> [Problems to solve]
1: According to the Cognivi text below, what is the drawback of traditional screening tools like FAST? Explain in one to three sentences.
2: Copy word for word the part of the Cognivi text below starting at "Traditional screening tools" and ending at "first critical minutes?".

> [Given text]
>>>>>
The Problem
Stroke is a leading cause of death and disability worldwide — killing 7 million people per year, with a 60%+ disability rate for survivors. Every minute of untreated stroke destroys approximately 2 million brain cells and ages the brain by over three years.
Traditional screening tools like FAST exist, but they rely on subjective human judgment — creating delays precisely when time is most critical. We asked: what if a smartphone camera could do what a clinician does in those first critical minutes?
What Cognivi Does
Cognivi is a privacy-first, multimodal AI system that analyzes a 60-second smartphone video to identify objective neurologic signs of acute stroke — targeting the three domains measured by the FAST protocol.
Hand motor assessment — MediaPipe skeletal landmark tracking quantifies vertical displacement asymmetry between left and right wrists during a bilateral raise task, detecting arm drift as a structured risk percentage.
Facial asymmetry detection — Frame-by-frame analysis of eye corners, mouth corners, and midline landmarks quantifies facial droop — turning a clinician's visual scan into a computed score.
<<<<<
> [Provided material]
>>>>>
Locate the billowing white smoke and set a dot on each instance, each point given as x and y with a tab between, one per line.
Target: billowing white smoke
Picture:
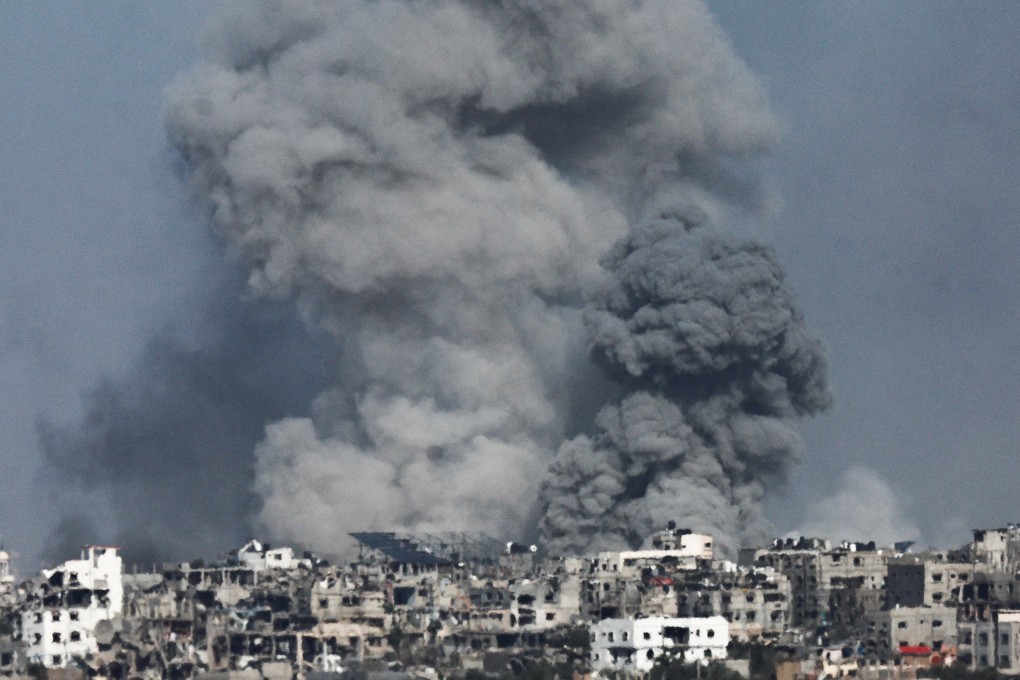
434	181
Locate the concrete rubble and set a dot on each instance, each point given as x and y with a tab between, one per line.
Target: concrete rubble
425	607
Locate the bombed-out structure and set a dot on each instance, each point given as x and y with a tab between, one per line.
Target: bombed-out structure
456	603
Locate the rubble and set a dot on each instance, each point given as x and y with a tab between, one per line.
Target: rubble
416	607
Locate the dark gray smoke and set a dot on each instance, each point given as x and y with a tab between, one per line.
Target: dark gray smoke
703	335
432	184
161	462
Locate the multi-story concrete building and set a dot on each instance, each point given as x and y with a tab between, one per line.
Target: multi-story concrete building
72	598
992	643
634	644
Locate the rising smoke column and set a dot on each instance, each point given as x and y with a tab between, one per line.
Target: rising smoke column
702	332
432	182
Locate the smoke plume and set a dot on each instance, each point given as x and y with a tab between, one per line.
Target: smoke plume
161	461
702	333
432	184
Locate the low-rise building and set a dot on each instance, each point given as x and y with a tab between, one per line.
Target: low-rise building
632	645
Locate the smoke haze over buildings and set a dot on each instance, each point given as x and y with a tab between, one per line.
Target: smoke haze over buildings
434	185
898	225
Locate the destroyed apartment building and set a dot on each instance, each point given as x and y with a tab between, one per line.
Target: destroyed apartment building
455	604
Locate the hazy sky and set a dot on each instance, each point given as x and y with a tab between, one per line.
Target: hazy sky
899	171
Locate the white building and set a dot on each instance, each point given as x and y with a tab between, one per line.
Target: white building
78	594
6	575
257	557
632	645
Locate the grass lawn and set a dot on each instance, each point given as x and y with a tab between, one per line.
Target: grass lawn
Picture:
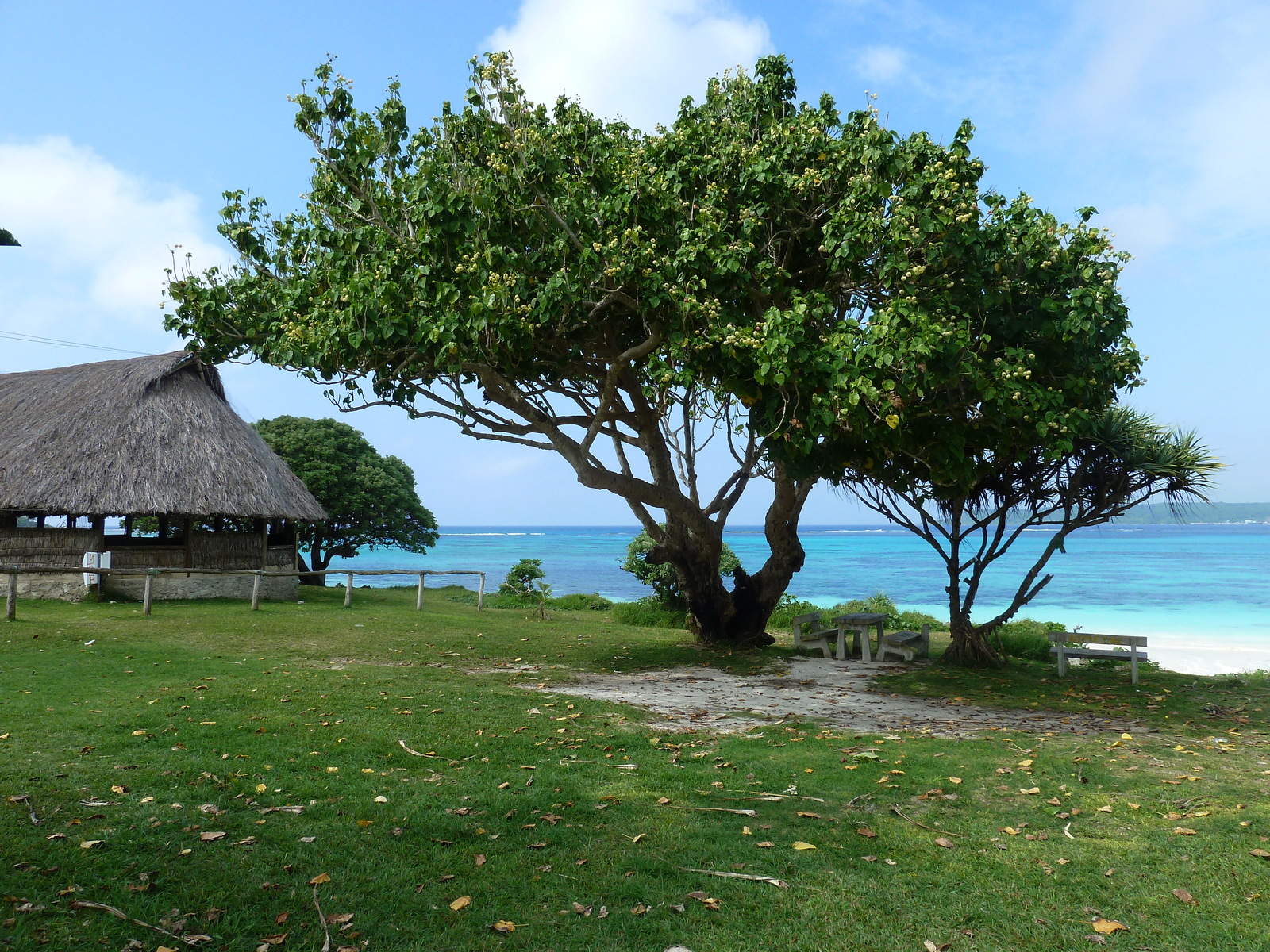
154	750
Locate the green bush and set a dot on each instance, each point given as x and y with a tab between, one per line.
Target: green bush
1026	639
521	578
787	611
664	579
579	602
651	613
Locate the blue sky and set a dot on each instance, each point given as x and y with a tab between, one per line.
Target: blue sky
121	125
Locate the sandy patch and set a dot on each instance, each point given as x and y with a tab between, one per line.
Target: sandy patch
829	691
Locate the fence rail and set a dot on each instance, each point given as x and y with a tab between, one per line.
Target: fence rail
13	571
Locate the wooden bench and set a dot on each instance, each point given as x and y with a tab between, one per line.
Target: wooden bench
906	644
810	631
1064	640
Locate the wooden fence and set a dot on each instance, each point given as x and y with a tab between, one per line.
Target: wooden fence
13	571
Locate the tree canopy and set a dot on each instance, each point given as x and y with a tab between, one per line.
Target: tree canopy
370	499
819	294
<<<<<
> [Completed exercise]
1: Traditional tools like FAST rely on subjective human judgment. That creates delays at the very moment when time matters most, since every minute of untreated stroke destroys about 2 million brain cells.

2:
Traditional screening tools like FAST exist, but they rely on subjective human judgment — creating delays precisely when time is most critical. We asked: what if a smartphone camera could do what a clinician does in those first critical minutes?